▶ [Brief]:
Every line of the data below should be printed exactly.

▶ [Material supplied]:
_ _ _

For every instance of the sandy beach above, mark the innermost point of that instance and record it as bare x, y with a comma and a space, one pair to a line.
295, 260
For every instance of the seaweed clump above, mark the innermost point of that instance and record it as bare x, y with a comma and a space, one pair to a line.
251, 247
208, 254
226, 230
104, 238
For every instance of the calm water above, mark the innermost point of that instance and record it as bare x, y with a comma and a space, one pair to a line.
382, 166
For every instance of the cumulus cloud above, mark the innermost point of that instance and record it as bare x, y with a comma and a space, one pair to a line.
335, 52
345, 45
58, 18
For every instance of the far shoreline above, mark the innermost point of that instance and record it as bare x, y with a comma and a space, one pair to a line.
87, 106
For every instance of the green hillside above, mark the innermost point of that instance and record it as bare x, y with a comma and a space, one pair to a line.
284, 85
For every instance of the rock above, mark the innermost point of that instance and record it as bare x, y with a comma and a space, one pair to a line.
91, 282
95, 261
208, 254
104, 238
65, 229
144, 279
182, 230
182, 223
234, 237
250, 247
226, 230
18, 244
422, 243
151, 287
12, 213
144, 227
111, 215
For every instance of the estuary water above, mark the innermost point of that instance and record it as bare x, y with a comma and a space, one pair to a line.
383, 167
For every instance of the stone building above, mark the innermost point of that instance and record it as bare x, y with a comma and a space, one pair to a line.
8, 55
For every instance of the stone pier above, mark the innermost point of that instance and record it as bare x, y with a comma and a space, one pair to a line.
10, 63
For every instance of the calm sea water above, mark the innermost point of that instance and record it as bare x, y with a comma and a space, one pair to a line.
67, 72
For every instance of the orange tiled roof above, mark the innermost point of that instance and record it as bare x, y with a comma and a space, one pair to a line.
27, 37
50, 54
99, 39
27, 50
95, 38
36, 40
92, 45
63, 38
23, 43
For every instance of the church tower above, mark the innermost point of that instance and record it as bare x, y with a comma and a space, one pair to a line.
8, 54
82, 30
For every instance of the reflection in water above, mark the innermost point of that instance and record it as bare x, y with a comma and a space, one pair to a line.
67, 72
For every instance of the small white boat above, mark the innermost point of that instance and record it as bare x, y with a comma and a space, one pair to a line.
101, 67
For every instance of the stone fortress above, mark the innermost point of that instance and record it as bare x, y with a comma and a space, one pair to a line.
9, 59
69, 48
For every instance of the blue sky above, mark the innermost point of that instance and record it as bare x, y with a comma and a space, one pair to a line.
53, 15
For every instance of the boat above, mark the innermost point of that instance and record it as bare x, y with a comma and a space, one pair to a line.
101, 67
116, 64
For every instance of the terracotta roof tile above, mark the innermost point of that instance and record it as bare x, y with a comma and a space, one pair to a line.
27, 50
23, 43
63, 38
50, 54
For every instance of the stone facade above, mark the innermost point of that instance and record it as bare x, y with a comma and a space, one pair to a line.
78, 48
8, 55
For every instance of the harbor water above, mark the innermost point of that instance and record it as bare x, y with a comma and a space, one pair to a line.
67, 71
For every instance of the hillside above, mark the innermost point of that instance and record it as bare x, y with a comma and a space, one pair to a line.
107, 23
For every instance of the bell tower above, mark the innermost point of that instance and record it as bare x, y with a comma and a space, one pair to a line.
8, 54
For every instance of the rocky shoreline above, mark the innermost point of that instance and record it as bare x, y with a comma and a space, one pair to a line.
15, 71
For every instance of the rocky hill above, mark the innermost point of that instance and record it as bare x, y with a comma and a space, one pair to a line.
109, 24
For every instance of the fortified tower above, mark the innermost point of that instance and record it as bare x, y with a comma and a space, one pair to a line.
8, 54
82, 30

_ _ _

▶ [Task output]:
For every instance of the sandy beach above, mark the innermost point of that instance and record it as bare x, y with a comma and a space, one pair to a line.
295, 260
For every instance of the seaweed clump above, mark the innermost point of that instance and record it as bare x, y with a comma and a space, one pair to a line.
251, 247
208, 254
226, 230
104, 238
For every instance of the calm water above, mark the innermost point of that instance and record it as bare x, y with a comma and a space, one pair to a line.
382, 166
For every instance of the cumulus cloud above, mark the innermost point of that instance and record it as bare x, y with a comma and a space, one pair to a line.
335, 52
345, 45
58, 18
For every instance of the far shoreline above, mark the innermost point of that instance and record it as bare x, y with a comma and a space, one pair to a line.
87, 106
For every instance of the green hillside above, mark the innermost point of that instance and record it as bare x, y with a comma and a space, one pair to a line.
284, 85
For every instance of the rock above, mark the innermost point of that instance and record it as bare x, y with a comma and a space, one pair to a line.
91, 282
95, 261
208, 254
104, 238
65, 229
144, 279
182, 230
182, 223
234, 237
250, 247
226, 230
18, 244
422, 243
151, 287
12, 213
144, 227
111, 215
For every instance of the estuary water above, mark the innermost point of that instance and record it as bare x, y with a comma and a space, one pair to a line.
383, 167
For every instance of the stone building above, mark the innermost point of that instance and record it as bare x, y with a comma and a space, one pair to a line.
8, 55
For every instance of the stone pier above, mark the innermost point of that instance and record it as bare x, y with a comma and a space, one pair to a line.
10, 63
For every instance of the calm sea water above, mark the innermost point of that instance and record it as bare x, y with a comma and a space, one pair to a line.
67, 72
For every instance of the orange tiled roof above, mark the innermost point of that instance and record it as bare x, y with a comma and a space, one pair to a line.
27, 37
50, 54
99, 39
27, 50
95, 38
36, 40
92, 45
63, 38
23, 43
For every instance of the church tower above, mark the innermost point of that instance and record it as bare x, y with a comma and a space, one pair to a line.
8, 54
82, 30
For every instance of the reflection in water above, mark the innermost point of that instance and record it as bare x, y with a comma and a space, one pair to a line.
67, 72
For every instance of the small white boat above, mark the innermost point of that instance and record it as bare x, y with a comma and a space, one pair to a line.
101, 67
For every instance of the stone fortress above, mark the innermost point of that instance and record it as bare x, y with a comma and a space, one pair to a line.
9, 59
69, 48
For every instance of the blue sky above, mark the innermost point of that instance and record it as bare x, y with a comma and a space, one pair to a line.
53, 15
For every instance of the boat above, mark the innermost point of that instance and record it as bare x, y with a comma and a space, one pair to a line.
101, 67
116, 64
For every instance of the terracotta roof tile above, mark the innermost point of that instance and record it as bare x, y with a comma and a space, one pair to a line.
27, 50
23, 43
63, 38
50, 54
For every instance of the stone facade above, mark the innermost point of that instance and record it as bare x, y with a comma and a space, one pair to a line.
78, 48
8, 55
For every instance of the harbor water above, mark the innermost point of that instance and record it as bare x, y with a comma and a space, one pair to a line.
67, 71
For every instance of the hillside above, mark the innermost point of that instance and record it as bare x, y with a comma and a space, one pair to a line.
107, 23
For every instance of the bell tower above, mark the innermost point of that instance and record it as bare x, y with a comma and a space, one pair to a line.
8, 54
For every instance of the rocky shoreline above, mark the innermost point of that instance and record it as bare x, y with a comma and a space, one pair to a line.
15, 71
For every instance of the rocky hill above, mark the innermost point of that instance and record it as bare x, y with a comma and a space, one pair to a line.
109, 24
For every instance of the fortified tower above, mark the innermost point of that instance and record it as bare x, y with a comma and a space, one pair to a line.
8, 54
82, 30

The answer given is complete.